**What is being asked**
Copy every entry below word for word, leaving out the picture.

**Data provided**
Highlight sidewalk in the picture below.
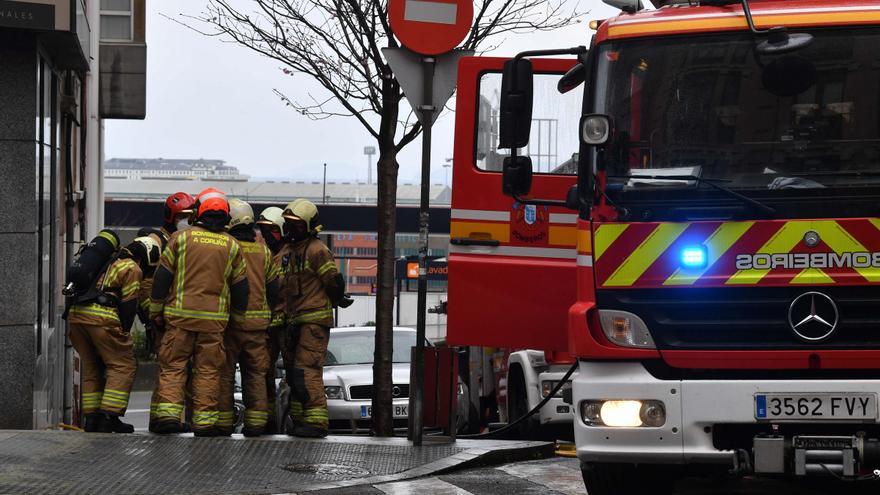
[0,431,553,495]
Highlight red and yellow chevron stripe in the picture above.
[593,218,880,288]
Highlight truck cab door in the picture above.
[447,57,583,351]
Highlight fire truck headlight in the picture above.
[581,113,611,146]
[599,309,656,349]
[681,245,709,268]
[580,400,666,428]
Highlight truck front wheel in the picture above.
[581,462,677,495]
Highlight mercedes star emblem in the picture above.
[788,292,840,342]
[804,230,821,247]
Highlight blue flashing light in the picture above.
[681,245,709,268]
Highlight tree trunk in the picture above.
[373,73,400,437]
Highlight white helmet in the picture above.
[226,198,254,229]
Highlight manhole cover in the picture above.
[284,463,370,479]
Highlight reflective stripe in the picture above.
[193,411,220,426]
[174,231,186,308]
[244,409,269,426]
[550,213,577,223]
[122,282,140,300]
[231,309,272,320]
[449,244,577,261]
[293,309,333,323]
[98,230,119,249]
[165,306,229,321]
[577,254,593,266]
[156,402,183,419]
[214,411,235,426]
[451,209,510,222]
[70,303,119,321]
[318,261,336,275]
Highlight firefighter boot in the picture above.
[153,418,182,435]
[293,425,327,438]
[83,413,107,433]
[105,414,134,433]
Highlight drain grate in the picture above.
[284,463,371,481]
[0,431,463,494]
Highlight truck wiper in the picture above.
[608,175,776,216]
[777,170,880,177]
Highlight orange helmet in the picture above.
[198,194,229,217]
[196,187,226,202]
[163,192,195,223]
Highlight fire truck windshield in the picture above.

**Solution to the problem**
Highlight sidewalk in the picture below.
[0,431,553,495]
Highlight red and yellow chevron stripe in the picture above.
[593,218,880,288]
Highlight truck cab door in the picture above.
[447,57,583,351]
Highlight fire truck headlight in the picture above.
[581,113,611,146]
[599,309,656,349]
[681,245,709,268]
[580,400,666,428]
Highlight truck front wheel in the picture above.
[581,462,677,495]
Highlight mercedes star emblem in the picture above.
[788,292,840,342]
[804,230,821,247]
Highlight blue flashing light in the picture above.
[681,245,709,268]
Highlight tree trunk in the picture above.
[373,73,400,437]
Highlight white helmet in the picture above.
[226,198,254,229]
Highlight manhole cover in the picture above.
[284,463,370,479]
Highlight reflective stripe in the picture above.
[193,411,220,426]
[174,231,186,308]
[244,409,269,426]
[550,213,577,223]
[122,282,140,300]
[231,309,272,320]
[449,244,577,261]
[293,309,333,323]
[98,230,119,249]
[165,306,229,321]
[577,254,593,266]
[156,402,183,419]
[214,411,235,426]
[451,209,510,222]
[70,303,119,321]
[318,261,336,275]
Highlight firefighter boot in the picture above.
[153,418,182,435]
[293,425,327,438]
[83,413,107,433]
[105,414,134,433]
Highlight drain grate in the picture above.
[284,463,371,481]
[0,431,463,494]
Highlight truck wiper in the picture above.
[608,175,776,216]
[777,170,880,177]
Highlight orange helmet in the picture above.
[198,194,229,217]
[196,187,226,202]
[163,192,195,223]
Highlight fire truck windshield in the picture above.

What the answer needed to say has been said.